Goal
Reproduce each of the entries below word for word, leaving the pictures out.

----------------

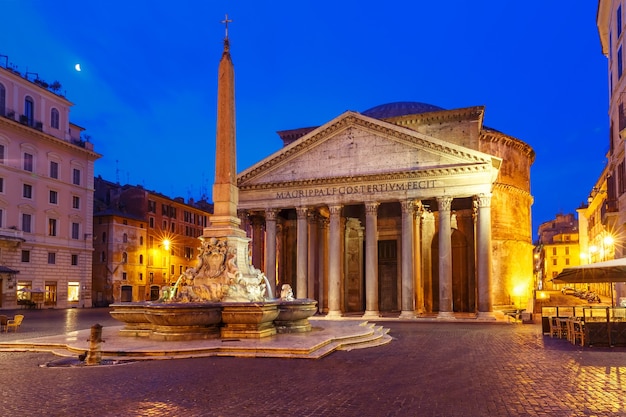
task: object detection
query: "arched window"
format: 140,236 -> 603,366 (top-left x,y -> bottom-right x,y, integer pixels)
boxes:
24,96 -> 35,126
50,109 -> 59,129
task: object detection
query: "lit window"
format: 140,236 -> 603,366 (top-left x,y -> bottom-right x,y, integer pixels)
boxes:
24,152 -> 33,172
0,83 -> 7,116
22,184 -> 33,198
23,96 -> 35,126
617,45 -> 624,79
67,281 -> 80,302
48,219 -> 57,236
50,161 -> 59,179
22,213 -> 32,233
72,168 -> 80,185
72,223 -> 80,239
50,109 -> 59,129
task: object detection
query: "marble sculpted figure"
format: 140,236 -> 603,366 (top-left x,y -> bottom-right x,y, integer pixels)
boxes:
160,238 -> 272,302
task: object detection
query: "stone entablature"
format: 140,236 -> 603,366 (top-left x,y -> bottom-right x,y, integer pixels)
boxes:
238,112 -> 501,189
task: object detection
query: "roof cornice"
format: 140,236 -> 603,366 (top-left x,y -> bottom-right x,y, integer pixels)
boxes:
0,117 -> 102,160
237,111 -> 494,184
480,128 -> 536,164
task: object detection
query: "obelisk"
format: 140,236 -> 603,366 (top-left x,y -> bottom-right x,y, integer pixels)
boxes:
202,15 -> 256,278
211,15 -> 246,237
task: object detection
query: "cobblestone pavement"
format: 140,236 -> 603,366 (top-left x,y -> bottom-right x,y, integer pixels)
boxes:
0,309 -> 626,417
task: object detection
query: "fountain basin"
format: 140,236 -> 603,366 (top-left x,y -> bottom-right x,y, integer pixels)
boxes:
221,301 -> 278,339
145,303 -> 221,340
274,298 -> 317,333
110,302 -> 152,337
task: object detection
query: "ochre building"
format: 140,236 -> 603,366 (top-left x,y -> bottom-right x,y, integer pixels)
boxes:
237,102 -> 535,317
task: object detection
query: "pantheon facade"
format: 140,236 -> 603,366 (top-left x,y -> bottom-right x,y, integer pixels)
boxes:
237,102 -> 535,317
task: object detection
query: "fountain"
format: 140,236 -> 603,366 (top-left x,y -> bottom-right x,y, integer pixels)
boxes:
111,238 -> 317,340
111,16 -> 317,340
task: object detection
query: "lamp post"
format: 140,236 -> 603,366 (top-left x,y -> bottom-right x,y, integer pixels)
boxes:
163,239 -> 171,285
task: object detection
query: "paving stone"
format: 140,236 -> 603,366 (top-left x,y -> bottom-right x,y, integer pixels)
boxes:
0,309 -> 626,417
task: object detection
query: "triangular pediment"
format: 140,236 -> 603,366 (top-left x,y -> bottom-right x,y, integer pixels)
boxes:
238,111 -> 501,188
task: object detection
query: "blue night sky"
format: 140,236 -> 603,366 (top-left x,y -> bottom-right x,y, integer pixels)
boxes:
0,0 -> 609,236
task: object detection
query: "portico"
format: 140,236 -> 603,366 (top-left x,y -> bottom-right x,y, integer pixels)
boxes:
238,107 -> 516,318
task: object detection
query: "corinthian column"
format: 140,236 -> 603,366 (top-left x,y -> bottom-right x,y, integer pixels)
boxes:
265,209 -> 278,297
363,203 -> 380,318
437,197 -> 454,319
327,206 -> 341,317
475,194 -> 493,318
296,207 -> 309,298
400,200 -> 415,318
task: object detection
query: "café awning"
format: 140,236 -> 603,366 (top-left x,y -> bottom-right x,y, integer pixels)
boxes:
552,258 -> 626,284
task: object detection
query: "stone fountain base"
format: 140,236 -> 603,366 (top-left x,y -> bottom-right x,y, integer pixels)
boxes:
145,303 -> 221,340
110,299 -> 317,341
274,298 -> 317,333
221,301 -> 278,339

----------------

Full answer
task: object detection
query: "arched window"
format: 140,236 -> 603,366 (top-left x,y -> bottom-right x,y, integer pixels)
boxes:
24,96 -> 35,126
50,109 -> 59,129
task: object detection
query: "lit window"
format: 140,236 -> 603,366 (top-left x,y -> bottom-right x,y, integer pixels)
boxes:
24,152 -> 33,172
0,83 -> 7,116
22,184 -> 33,198
23,96 -> 35,126
617,45 -> 624,79
67,281 -> 80,302
48,219 -> 57,236
50,161 -> 59,179
22,213 -> 32,233
72,168 -> 80,185
72,223 -> 80,239
50,109 -> 59,129
task: object detection
query: "marble sculpted figure"
format: 140,236 -> 603,366 (top-left x,y -> bottom-right x,y, integer pixels)
boxes:
160,238 -> 272,302
task: object detection
query: "stone entablature"
format: 140,236 -> 603,366 (top-left x,y -> bottom-right x,y, integer pixels)
boxes:
238,112 -> 501,189
task: object detection
query: "roof cornice"
format: 140,236 -> 603,366 (top-left x,y -> bottom-right x,y, integer pixels)
boxes:
0,117 -> 102,160
237,111 -> 494,184
480,128 -> 536,164
task: object detection
query: "obelisk"
format: 140,236 -> 603,366 (top-left x,y -> bottom-right x,y, integer pixels)
boxes:
202,15 -> 256,278
211,15 -> 246,237
task: object detection
query: "cobblestone pavement"
format: 140,236 -> 603,366 (top-left x,y -> bottom-right x,y, integer pixels)
boxes:
0,309 -> 626,417
task: object detection
query: "fountain basin"
format: 140,236 -> 603,366 (top-left x,y -> bottom-right x,y, integer pixels)
boxes:
221,301 -> 278,339
145,303 -> 221,340
274,298 -> 317,333
110,302 -> 152,337
task: object detection
query: "ochre building"
format: 140,236 -> 603,366 (top-left x,y -> bottom-right x,y, integer pixels)
boxes:
237,102 -> 535,317
task: object detection
query: "pantheon facade"
format: 140,236 -> 603,366 (top-left x,y -> bottom-right x,y, integer pixels)
boxes:
237,102 -> 535,317
task: object detection
query: "fountain"
format: 140,236 -> 603,366 (top-left x,y -> bottom-right x,y, integer pixels)
boxes:
111,238 -> 317,340
111,16 -> 317,340
task: object detection
query: "lamp post"
format: 140,236 -> 603,366 (top-left x,y -> bottom-right x,y, integer pixels)
boxes:
163,239 -> 171,285
task: object detection
query: "paving stone"
format: 140,236 -> 603,366 (top-left x,y -> bottom-right x,y, integer pixels)
boxes:
0,309 -> 626,417
task: object detection
query: "triangular pediment"
format: 140,236 -> 603,366 (top-left x,y -> bottom-right x,y, integer pixels)
boxes:
238,111 -> 501,188
task: object detection
query: "blue night sky"
format: 140,236 -> 603,366 (top-left x,y -> bottom-right x,y, integer pixels)
boxes:
0,0 -> 609,236
task: object detection
query: "portico"
format: 140,236 -> 603,366 (top-left x,y -> bottom-right x,y, integer pixels)
boxes:
238,107 -> 516,318
task: object detection
query: "corinthian column"
format: 140,236 -> 603,366 (top-left x,y -> bottom-right x,y, integer pixels)
boxes:
265,209 -> 278,297
363,203 -> 380,318
437,197 -> 454,319
327,206 -> 341,317
475,194 -> 493,318
296,207 -> 309,298
400,200 -> 415,318
task: object detection
query: "café awning"
format: 140,236 -> 603,366 (top-left x,y -> bottom-right x,y, integer pixels)
boxes:
552,258 -> 626,284
task: object detection
query: "stone fountain base"
format: 140,236 -> 603,366 (top-left x,y -> bottom-right x,y, integer pixels)
boxes:
145,303 -> 221,340
110,299 -> 317,341
274,298 -> 317,333
221,301 -> 278,339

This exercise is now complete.